[DATA TO EXAMINE Boundary: Start]

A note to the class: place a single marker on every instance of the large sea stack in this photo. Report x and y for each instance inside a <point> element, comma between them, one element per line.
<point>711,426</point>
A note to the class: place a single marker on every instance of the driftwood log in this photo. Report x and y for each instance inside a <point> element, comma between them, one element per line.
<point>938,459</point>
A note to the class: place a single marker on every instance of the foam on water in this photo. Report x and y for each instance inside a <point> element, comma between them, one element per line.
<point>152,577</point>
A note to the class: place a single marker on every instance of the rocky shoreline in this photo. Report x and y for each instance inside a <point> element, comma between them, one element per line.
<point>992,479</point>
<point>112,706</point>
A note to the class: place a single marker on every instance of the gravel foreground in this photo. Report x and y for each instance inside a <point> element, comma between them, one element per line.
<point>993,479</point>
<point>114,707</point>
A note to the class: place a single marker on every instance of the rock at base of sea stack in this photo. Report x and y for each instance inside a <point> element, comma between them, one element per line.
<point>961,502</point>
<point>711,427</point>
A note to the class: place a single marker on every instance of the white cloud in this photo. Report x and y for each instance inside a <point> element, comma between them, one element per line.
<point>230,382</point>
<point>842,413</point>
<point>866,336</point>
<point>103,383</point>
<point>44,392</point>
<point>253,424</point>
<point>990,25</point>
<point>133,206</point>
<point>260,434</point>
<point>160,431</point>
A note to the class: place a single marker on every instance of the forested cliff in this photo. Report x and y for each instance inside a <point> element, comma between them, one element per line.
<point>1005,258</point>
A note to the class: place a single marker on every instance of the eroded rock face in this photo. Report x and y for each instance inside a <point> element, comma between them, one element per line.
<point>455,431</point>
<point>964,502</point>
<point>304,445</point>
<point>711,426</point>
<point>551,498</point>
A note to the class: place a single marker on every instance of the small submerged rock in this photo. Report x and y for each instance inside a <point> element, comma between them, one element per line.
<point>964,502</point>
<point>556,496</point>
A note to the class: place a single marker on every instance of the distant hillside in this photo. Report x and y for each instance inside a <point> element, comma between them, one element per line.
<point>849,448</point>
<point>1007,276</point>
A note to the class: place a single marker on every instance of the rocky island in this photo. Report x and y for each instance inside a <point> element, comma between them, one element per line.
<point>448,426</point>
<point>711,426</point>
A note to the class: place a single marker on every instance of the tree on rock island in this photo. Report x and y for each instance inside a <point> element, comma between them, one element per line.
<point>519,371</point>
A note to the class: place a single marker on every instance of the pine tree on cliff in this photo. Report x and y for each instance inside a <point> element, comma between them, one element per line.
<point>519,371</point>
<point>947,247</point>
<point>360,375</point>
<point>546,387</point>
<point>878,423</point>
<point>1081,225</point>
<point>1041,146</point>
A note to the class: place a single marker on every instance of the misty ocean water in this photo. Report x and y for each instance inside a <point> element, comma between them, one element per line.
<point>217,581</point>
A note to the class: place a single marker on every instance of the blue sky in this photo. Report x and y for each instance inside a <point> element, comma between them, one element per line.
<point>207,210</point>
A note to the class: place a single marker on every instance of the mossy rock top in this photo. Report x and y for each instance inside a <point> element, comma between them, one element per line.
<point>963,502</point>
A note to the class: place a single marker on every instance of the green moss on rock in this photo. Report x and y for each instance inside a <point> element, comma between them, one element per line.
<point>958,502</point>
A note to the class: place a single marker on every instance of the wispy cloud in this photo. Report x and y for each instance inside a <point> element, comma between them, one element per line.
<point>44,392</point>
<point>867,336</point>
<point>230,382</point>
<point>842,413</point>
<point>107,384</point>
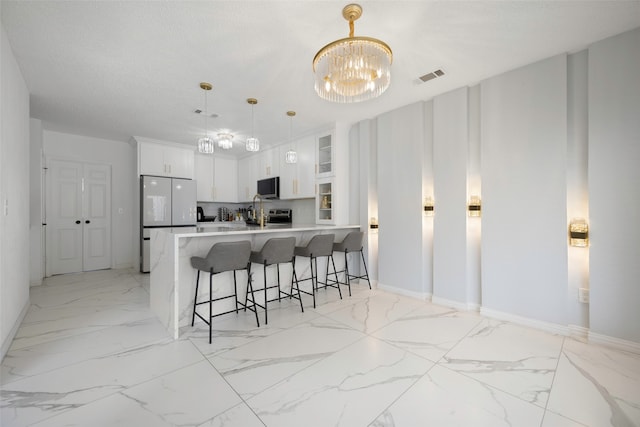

[DATA TO EXAMINE Boundary: End]

Each line above is to be copied verbatim. Drop any image from the copy.

• SOLUTION:
A note to the class: place a single marker on every instance of the large sea stack in this photo. Report x and y for each instance inside a <point> element, comma between them, one element per line.
<point>711,426</point>
A note to the class: place a single marker on every instance of the driftwood log in this photo. Report x and y for each instance inside a <point> element, comma between them, one element per line.
<point>938,459</point>
A note to the class: place a single marker on every instance of the foam on water in this photo. Report x and y for each instance inside a <point> element, comma between them, one element per line.
<point>152,577</point>
A note to the class: place a single marker on every instance of the rocky shoreline in this photo. Report x and y for each instance inside a <point> element, comma between them, one element per line.
<point>992,479</point>
<point>112,706</point>
A note to the class: place a single marker on every instance of the gravel foreground in this photo. Report x and y for each instance inside a <point> element, comma between them, one element per line.
<point>993,479</point>
<point>114,707</point>
A note to the class: place a single marker on every instance of the rock at base of sea stack in this photo. Report x and y for each instance inside a <point> element, comma between them, one element per line.
<point>961,502</point>
<point>711,427</point>
A note to the class: place a single marker on every instance of the white cloud in this photo. Report x and y for each instance inside a <point> element, comma between them, one element per line.
<point>230,382</point>
<point>842,413</point>
<point>866,336</point>
<point>103,383</point>
<point>44,392</point>
<point>253,424</point>
<point>990,25</point>
<point>133,206</point>
<point>260,434</point>
<point>160,431</point>
A note to the class: place a single marker on every instance of the forested cliff in this photo. Report x and y for each instance inside a <point> element, comma between them, one element per line.
<point>1005,258</point>
A note to the class: place a single marker on every instance of the eroded rock face in this photo. Report x and y for each instance inside a <point> element, comma between them, one element per line.
<point>455,431</point>
<point>964,502</point>
<point>304,445</point>
<point>711,426</point>
<point>551,498</point>
A note to the class: place a single marker on every instance of the small submerged rock in this photo. Report x and y for each instance inside a <point> element, comma between them, one element per line.
<point>964,502</point>
<point>556,496</point>
A note to the class: place a single marker on every instance of the distant hillside in this photo. Report x and y for each instance inside a <point> element, comma between them, one element per line.
<point>849,448</point>
<point>1007,276</point>
A note to the class: place a single marker on every instance of the rocky island in this photo. Report x and y for each instance inside a <point> element, comma between them, one element per line.
<point>448,426</point>
<point>711,426</point>
A note to the class: place a single marker on every instance of the tree on rock island in this photo. Report x and y for each instance inside a <point> element, comma between them, one element per line.
<point>519,371</point>
A note to the class: place a single marker on every instance of the pine tree on cliff in this photo. Report x and y for each instance inside a <point> element, comma between them, one element per line.
<point>519,371</point>
<point>947,247</point>
<point>360,375</point>
<point>546,387</point>
<point>878,423</point>
<point>1081,225</point>
<point>1041,146</point>
A note to the class: place a single marker on every instance of the misty ocean water in this photo. Report x and y for each instance inside a <point> element, comma between them, one element per line.
<point>217,581</point>
A note to the class: place a single marker on every instance of the blue sky in this photo. Report x and y for each instance inside a <point> element, comma between them, one element per line.
<point>207,210</point>
A note to the class: place a single marker on every instance of the mossy rock top in this photo. Report x and y for each instance inside a <point> element, comma between them, one element per line.
<point>963,502</point>
A note to the class: place a single marker on every instance of the green moss on rock in this photo. Report x and y for each instance inside a <point> element, comma between them, one element per line.
<point>958,502</point>
A note to the class: place a single marker on every instance of the wispy cloud in this photo. Report x and y for each instance inside a <point> element, comma between them, one element per line.
<point>44,392</point>
<point>867,336</point>
<point>230,382</point>
<point>842,413</point>
<point>107,384</point>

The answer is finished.